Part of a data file
· · ·
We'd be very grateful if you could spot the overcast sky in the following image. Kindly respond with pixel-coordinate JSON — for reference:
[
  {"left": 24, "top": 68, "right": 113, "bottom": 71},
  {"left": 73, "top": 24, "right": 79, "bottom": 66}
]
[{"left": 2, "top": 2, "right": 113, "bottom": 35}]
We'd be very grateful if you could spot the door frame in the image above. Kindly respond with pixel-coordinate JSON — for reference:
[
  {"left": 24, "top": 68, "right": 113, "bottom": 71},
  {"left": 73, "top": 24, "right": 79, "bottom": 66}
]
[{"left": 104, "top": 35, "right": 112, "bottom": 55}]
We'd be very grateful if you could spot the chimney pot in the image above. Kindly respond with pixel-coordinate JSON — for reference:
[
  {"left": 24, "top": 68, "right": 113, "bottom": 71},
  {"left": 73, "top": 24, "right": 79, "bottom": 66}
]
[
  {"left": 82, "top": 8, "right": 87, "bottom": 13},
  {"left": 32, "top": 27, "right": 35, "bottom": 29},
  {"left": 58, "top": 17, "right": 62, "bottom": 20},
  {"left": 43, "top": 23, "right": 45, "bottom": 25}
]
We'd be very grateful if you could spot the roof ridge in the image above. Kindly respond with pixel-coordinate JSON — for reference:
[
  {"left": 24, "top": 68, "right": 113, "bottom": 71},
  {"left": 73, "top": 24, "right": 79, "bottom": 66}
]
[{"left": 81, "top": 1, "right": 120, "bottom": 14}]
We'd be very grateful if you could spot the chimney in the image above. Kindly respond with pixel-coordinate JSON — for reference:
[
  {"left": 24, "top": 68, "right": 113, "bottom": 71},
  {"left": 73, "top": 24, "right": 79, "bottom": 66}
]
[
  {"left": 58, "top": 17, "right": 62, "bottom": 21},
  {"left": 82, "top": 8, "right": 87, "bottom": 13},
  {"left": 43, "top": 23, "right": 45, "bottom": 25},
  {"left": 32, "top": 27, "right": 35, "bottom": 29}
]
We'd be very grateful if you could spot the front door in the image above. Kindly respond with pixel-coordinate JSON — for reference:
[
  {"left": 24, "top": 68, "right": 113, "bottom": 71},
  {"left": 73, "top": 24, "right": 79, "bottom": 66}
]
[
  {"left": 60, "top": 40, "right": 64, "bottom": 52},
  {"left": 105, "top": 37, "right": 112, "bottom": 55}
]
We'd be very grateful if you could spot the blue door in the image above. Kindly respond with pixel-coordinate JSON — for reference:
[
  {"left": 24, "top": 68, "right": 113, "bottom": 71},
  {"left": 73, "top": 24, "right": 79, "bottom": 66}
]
· · ·
What is being asked
Rewrite the records above with every "Kindly" changed to "Please" and all other text left as it is.

Answer in full
We'd be very grateful if you could spot the overcast sky in the following image. Please respond with pixel-coordinate JSON — for reference:
[
  {"left": 24, "top": 68, "right": 113, "bottom": 71},
  {"left": 73, "top": 24, "right": 79, "bottom": 66}
]
[{"left": 2, "top": 2, "right": 113, "bottom": 35}]
We'd be very grateful if you could spot the door frame in the image above. Please respond with pixel-coordinate JSON — for reference:
[
  {"left": 24, "top": 68, "right": 113, "bottom": 71},
  {"left": 73, "top": 24, "right": 79, "bottom": 66}
]
[{"left": 104, "top": 35, "right": 112, "bottom": 55}]
We'd be very grateful if you could spot the chimney pot in the image above. Please respond with pixel-coordinate JSON — for reference:
[
  {"left": 24, "top": 68, "right": 113, "bottom": 71},
  {"left": 73, "top": 24, "right": 79, "bottom": 66}
]
[
  {"left": 82, "top": 8, "right": 87, "bottom": 13},
  {"left": 32, "top": 27, "right": 35, "bottom": 29},
  {"left": 58, "top": 17, "right": 62, "bottom": 20},
  {"left": 43, "top": 23, "right": 45, "bottom": 25}
]
We'd be very grateful if you could spot the roof ridge in the image above. Please respond with pixel-coordinate JSON — for reference:
[
  {"left": 24, "top": 68, "right": 113, "bottom": 71},
  {"left": 73, "top": 24, "right": 79, "bottom": 66}
]
[{"left": 81, "top": 1, "right": 120, "bottom": 14}]
We'd be very grateful if you could spot the chimney in the image above. Please respond with pixel-coordinate JSON — for reference:
[
  {"left": 24, "top": 68, "right": 113, "bottom": 71},
  {"left": 73, "top": 24, "right": 79, "bottom": 66}
]
[
  {"left": 58, "top": 17, "right": 62, "bottom": 21},
  {"left": 82, "top": 8, "right": 87, "bottom": 13},
  {"left": 43, "top": 23, "right": 45, "bottom": 25},
  {"left": 32, "top": 27, "right": 35, "bottom": 29}
]
We'd be very grateful if you could spot the front door in the image above. Please respond with pixel-coordinate JSON — for reference:
[
  {"left": 24, "top": 68, "right": 113, "bottom": 71},
  {"left": 73, "top": 24, "right": 79, "bottom": 66}
]
[
  {"left": 60, "top": 40, "right": 64, "bottom": 52},
  {"left": 105, "top": 37, "right": 112, "bottom": 55}
]
We'd be very grateful if you could spot the blue door in the image above. Please respond with pixel-coordinate JSON — for reference:
[
  {"left": 24, "top": 68, "right": 113, "bottom": 71},
  {"left": 73, "top": 24, "right": 79, "bottom": 66}
]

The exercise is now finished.